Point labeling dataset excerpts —
[START]

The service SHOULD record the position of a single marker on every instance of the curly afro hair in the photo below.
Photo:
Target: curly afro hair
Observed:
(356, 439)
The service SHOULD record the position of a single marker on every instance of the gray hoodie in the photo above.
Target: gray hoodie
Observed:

[END]

STATED GOAL — Update the rows by replacing "marker" with "dot" wherever it occurs, keeping everything else the same.

RESPONSE FOR THIS EXERCISE —
The service SHOULD record the position of a single dot on every instance of the curly afro hair in the photo below.
Photo:
Target: curly afro hair
Observed:
(356, 439)
The service SHOULD record the position of a single dot on every instance of the gray hoodie in the photo above.
Target: gray hoodie
Observed:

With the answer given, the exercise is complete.